### Page text

An inquiry into ambulance services by the health select committee says cities should have ambulances with two crew on board within three years and all large towns over 15,000 people within four years.
The MPs said single crew callouts should stop, but it would take time for more staff to be put in place.
The Order of St John, which is the largest ambulance service provider covering 86 percent of the population, estimated it would require $53 million more a year to double-crew all its callouts.
Health Minister David Cunliffe said the report seemed to be well reasoned and would be given "very serious consideration" by the Government.
It had a policy of moving towards double crewing ambulances as priorities allowed.
"It's not an inexpensive step ... it is definitely an additional resource and the health budget is pretty stretched," Mr Cunliffe said.
In a press release later, Mr Cunliffe said to implement the recommendations would mean a "rethink of health spending authorities".
More money had been put into ambulance services and further work was being done on a national ambulance strategy.
St John chief executive Jaimes Wood said he was delighted with the report.
"The St John position has always been that emergency ambulances should be fully crewed wherever possible," Mr Wood said.
Eighty-two per cent of St John ambulance responses were double crewed and to increase this would have significant funding implications.
National Distribution Union ambulance co-ordinator Craig Page said the Government had been warned about the dangers posed by the current level of service.
"The best way to deliver effective and consistent ambulance services is through one well resourced national ambulance service provider," Mr Page said.
"Professionals told the committee of our concerns with a lack of regulation, multiple service providers, under-funding, poor quality assurance, inadequate network coverage and single crewing in rural centres. As long as these issues are glossed over patients remain at risk."

### Data shown

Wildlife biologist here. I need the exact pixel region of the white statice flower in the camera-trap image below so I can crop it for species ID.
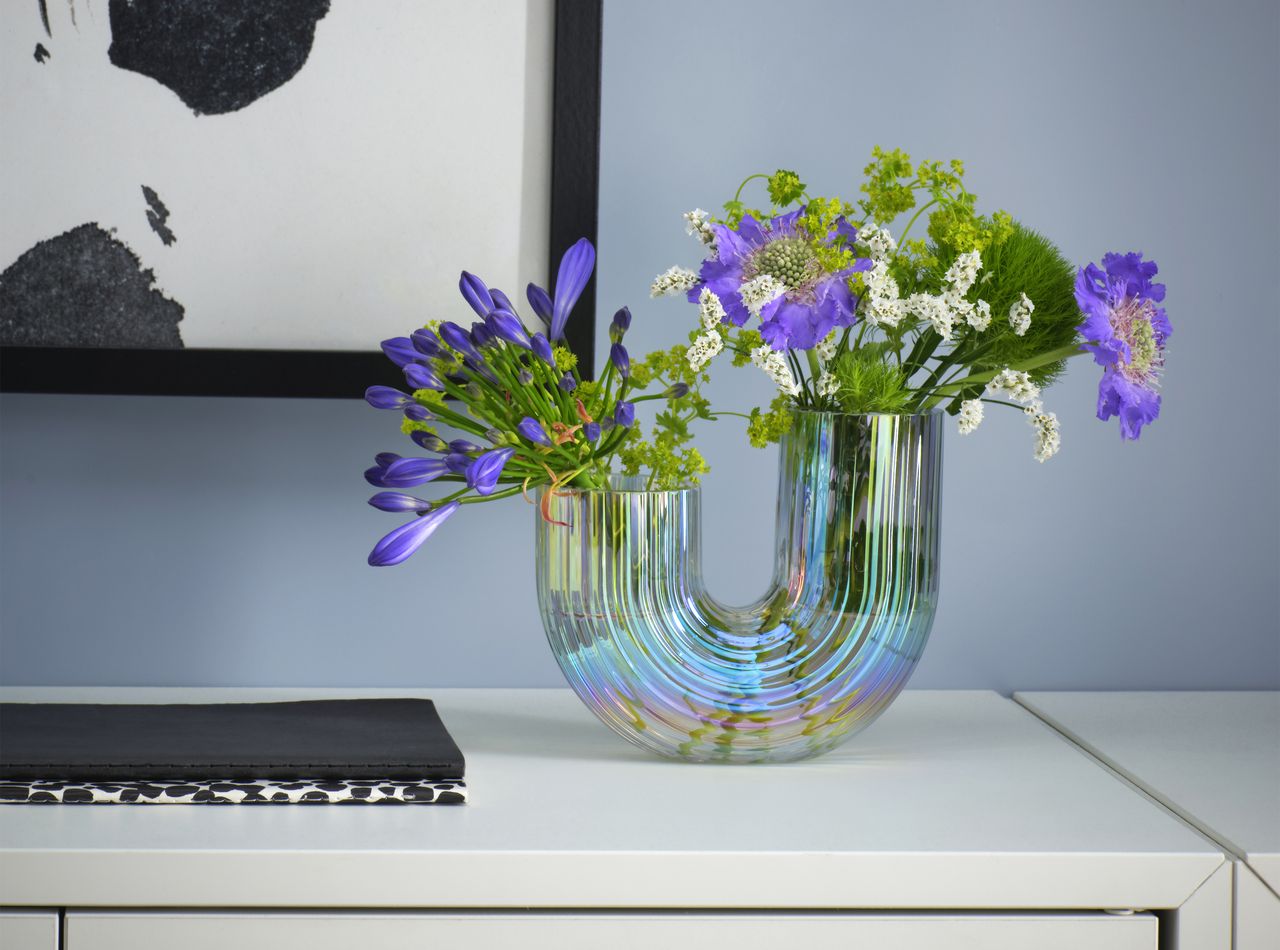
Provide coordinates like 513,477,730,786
956,399,983,435
685,207,716,245
687,332,724,371
863,260,906,326
1023,399,1062,462
1009,293,1036,337
987,366,1039,406
751,346,800,396
737,274,787,316
964,300,991,333
698,287,726,337
943,250,982,294
942,287,974,326
858,221,897,261
906,293,955,342
649,268,698,297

### Your task
Pick up the article on the ambulance services inquiry where it ends and continue it.

### The answer
The inquiry followed calls by the Ambulance Association that coverage was inadequate, ad hoc and a large number of single crew callouts was putting people at risk.
There have been reports of families of people suffering from heart attacks or witnesses at scenes of accidents being asked to drive ambulances to hospital while a paramedic helps the patient.
MPs recommended the three and four-year targets be taken up by the Government.
"We realise that the nature of the workforce will mean that there is a mixture of paid and volunteer officers achieving this goals."
The report called for clinical standards to be applied to ambulance services and paramedics to become registered medical practitioners under health laws.
MPs said funding to ambulance services through the Ministry of Health and ACC was complicated and confusing.
For instance, all callouts created costs, but ambulance services were only paid if a live person was transported to hospital for treatment after a traffic accident.
Some have called for a single national ambulance service, but the MPs stopped short of recommending that, saying there should be greater co-operation and collaboration.
MPs said streamlining funding and setting up a national standards body would go some way to achieving this.